## Tasks to complete
1. In the essay on advertising agencies and media, what will media strategy be less about and more about for at least the next decade?
2. Continue the essay on advertising agencies and media, starting after its last sentence.
━━ Text
Looking back over 50 years of TV and film, the advertising agency business has served as a backdrop and focal point for comedy, drama and social satire. It's an oeuvre whose DNA chain links The Hucksters with Lost in America with Bewitched with Crazy People. Despite the wild divergence in quality, tone and notoriety, the portrayals of ad agency people always followed a well-established formula:
- The account executives - the suits - were sometimes Machiavellian, sometimes feckless, often both.
- The creative guys - the art directors, the copywriters, and the directors in charge of the commercial shoots - were sometimes Machiavellian, sometimes tortured, sometimes noble, occasionally all three. But always - always - they were cool.
- The media people didn't exist. Invisible. They may as well have been office furniture. To be in media services was to be a non-entity. Worse yet, within real-life ad agency culture (an oxymoron, I know), life tended to imitate art.
But the world has turned, vertically. What was up is now down, and down is now up. The once mythical creative process has been demystified, commoditized. Post-production work is now done on the desktop. Increasingly the "creative" idea is simply a reflection of the increasingly frenetic 24-7 media whirl that surrounds us, rather than a groundbreaking new concept. And those who ad-critic Bob Garfield calls the "all-in-blacks" have come to seem more than a little anachronistic, like the aging arena rock bands that now play county fairgrounds.
And Media? Media is really cool now!
Not only has media become the economic engine of the post-15-percent-commission age, it is also the most dynamic and - yes - creative discipline left in the marketing world. Quick: think of the most interesting and provocative issues facing advertising? TiVo penetration... new media platforms... online communities and social networking... mobile advertising... Madison & Vine...integrated communication...all media issues. What's more, it's going to be a hell of a long time before any of this gets routine or predictable. So the media strategist steps into this post-nuclear media landscape like Mad Max.
For at least the next decade, media strategy will be less about science and more about art... impressionism, to be precise. The changes in how information is being consumed are not incremental; they are seismic and permanent. Media is no longer a channel for great creative ideas, it is a rich mosaic of information, behavior and data that must be interpreted and finessed as never before. Only by taking a truly impressionistic, creative, intuitive approach to the task can media strategists really begin to crack the code. And herein lies the big challenge.
━━━━
━━ The data
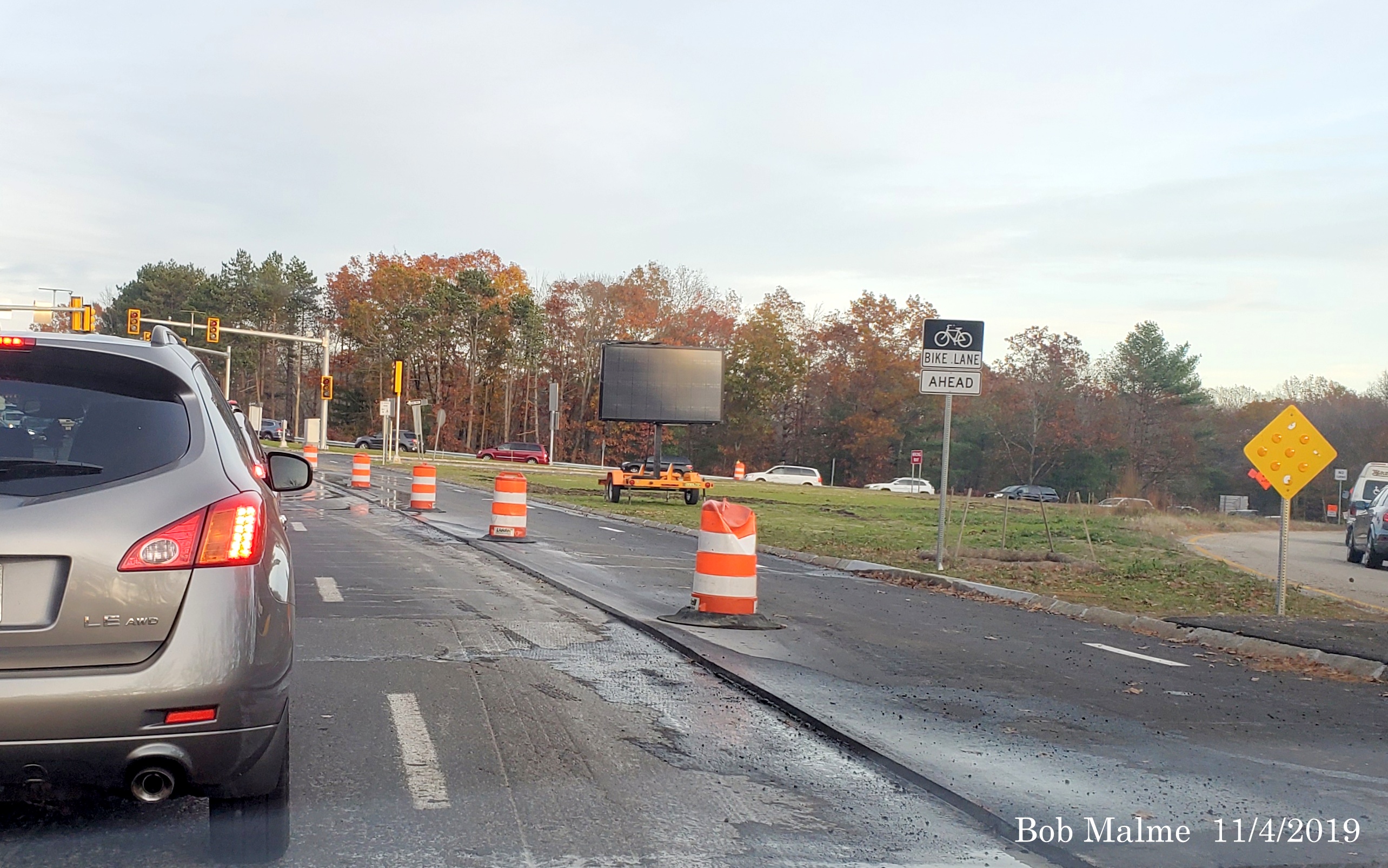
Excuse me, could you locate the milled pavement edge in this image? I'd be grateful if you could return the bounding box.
[317,466,1388,681]
[319,478,1094,868]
━━━━
## Replies
1. Less about science and more about art, specifically impressionism.

2.
The easiest way to land a new media services account is to promise the client (a) a lower overall price for media and (b) perfect accountability for every dollar spent. Having done so, you will promptly (a) lose the account to another media services provider who promises an even-lower overall price and (b) you will burn out your staff and disillusion your customers chasing a phantom. I'm convinced that to realize the true future and potential of media services, you need to bury the tools of the past. Trying to cram all this richness and depth into predictive media models and third party research panels just isn't going to work. The media strategist needs to skip Statistics and instead audit Human Behavior, Information Architecture and Social Networking 201... to understand the fabric and feel of both media development and media consumption. You are the DJ's of the information age.
Interpreting today's exploding media world through the lens of yesterday's media tools is like hitching your old plow horse to the front of your shiny new tractor. The media landscape of the next 10 years is the most interesting marketing, business and social story of our lifetime. For God's sake, be storytellers! Give your clients competitive insights into that landscape -- become mentors and Sherpas instead of accountants - and they will reward you with deference, loyalty and richly deserved compensation.